Doubly Robust DiD#

The drdid module provides doubly robust estimators for the average treatment effect on the treated (ATT) in difference-in-differences (DID) designs, based on the work of Sant’Anna and Zhao (2020). These estimators are consistent if either a propensity score model or an outcome regression model is correctly specified, but not necessarily both, offering robustness against model misspecification.

In many empirical applications, researchers want to control for pre-treatment covariates that may be associated with both treatment assignment and outcome dynamics. The challenge is that standard DiD estimators can be sensitive to how these covariates are incorporated. If the propensity score model (which predicts treatment status) is misspecified, inverse probability weighting estimators may be biased. If the outcome regression model (which predicts counterfactual outcomes) is misspecified, regression-adjusted estimators may be biased. Doubly robust methods address this concern by providing consistency as long as at least one of these two models is correct.

Setup and Notation#

The canonical difference-in-differences setup involves comparing outcomes before and after treatment between a treated group and an untreated comparison group. We consider a setting with two groups and two time periods. Let \(Y_{it}\) be the outcome for unit \(i\) at time \(t\), where \(t=0\) is the pre-treatment period and \(t=1\) is the post-treatment period. Let \(D_i\) be an indicator for treatment status, where \(D_i=1\) if the unit is in the treatment group and \(D_i=0\) for the comparison group. We assume treatment happens between \(t=0\) and \(t=1\), so \(D_{i0}=0\) for all \(i\). We also observe a vector of pre-treatment covariates \(X_i\).

Using the potential outcomes framework, \(Y_{it}(d)\) is the outcome that would be observed for unit \(i\) at time \(t\) under treatment status \(d\). The observed outcome is

\[Y_{it} = D_i Y_{it}(1) + (1-D_i) Y_{it}(0).\]

The parameter of interest is the Average Treatment Effect on the Treated (ATT)

\[\tau = \mathbb{E}[Y_{1}(1) - Y_{1}(0) | D=1].\]

Since \(Y_1(1)\) is observed for the treated group, we can write

\[\tau = \mathbb{E}[Y_1 | D=1] - \mathbb{E}[Y_1(0) | D=1].\]

The main identification challenge is to estimate the counterfactual term \(\mathbb{E}[Y_1(0) | D=1]\).

* **Jobs**:
**1)** According to the doubly robust DiD text, under what condition are the drdid estimators consistent?
**2)** Continue the explanation of doubly robust difference-in-differences from where it stops.

* **Data segment**:
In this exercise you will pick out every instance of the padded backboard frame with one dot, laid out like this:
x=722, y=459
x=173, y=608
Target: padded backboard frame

* **Task responses**:
**1)** They are consistent if either the propensity score model or the outcome regression model is correctly specified, though not necessarily both.

**2)**
Identification#

The identification of treatment effects in DiD settings relies on assumptions that allow us to construct valid counterfactuals. In the covariate-adjusted setting, these assumptions are stated conditionally on covariates, recognizing that parallel trends may only hold after controlling for observable differences between treatment and comparison groups. The following assumptions formalize the conditions under which the ATT can be recovered from the observed data.

The key identifying assumptions are as follows.

Assumption 1 (Data Structure)

The data are assumed to be either

(a) A panel dataset where \(\{Y_{i0}, Y_{i1}, D_i, X_i\}_{i=1}^n\) are independent and identically distributed (i.i.d.).

(b) A pooled repeated cross-section where \(\{Y_i, D_i, X_i, T_i\}_{i=1}^n\) are i.i.d. draws from a mixture distribution, and the joint distribution of \((D, X)\) is invariant to the time period \(T\).

Assumption 3 (Overlap)

For all values of covariates \(X\), there is a positive probability of being in either the treatment or comparison group,

\[\mathbb{P}(D=1|X) < 1-\varepsilon \text{ for some } \varepsilon > 0.\]

Doubly Robust Estimands#

Given the identifying assumptions above, there are multiple ways to construct estimators for the ATT. Inverse probability weighting (IPW) estimators reweight the comparison group to match the covariate distribution of the treated group. Outcome regression (OR) estimators model the counterfactual outcome evolution directly. Each approach relies on correctly specifying a different nuisance function. Doubly robust estimators combine both approaches in a way that provides consistency as long as at least one of the nuisance models is correct.

The doubly robust estimators combine the strengths of the outcome regression (OR) and inverse probability weighting (IPW) approaches. The resulting estimator for the ATT is consistent if either the outcome regression model or the propensity score model is correctly specified, but not necessarily both.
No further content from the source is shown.